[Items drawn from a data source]

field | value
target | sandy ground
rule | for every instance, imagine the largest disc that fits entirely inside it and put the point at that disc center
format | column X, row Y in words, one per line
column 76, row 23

■ **AIM OF THE TASK**: Print each line of the records above again, changing nothing.

■ **RESPONSE BELOW**:
field | value
target | sandy ground
rule | for every instance, imagine the largest disc that fits entirely inside it and put the point at that disc center
format | column X, row Y in words, one per line
column 76, row 23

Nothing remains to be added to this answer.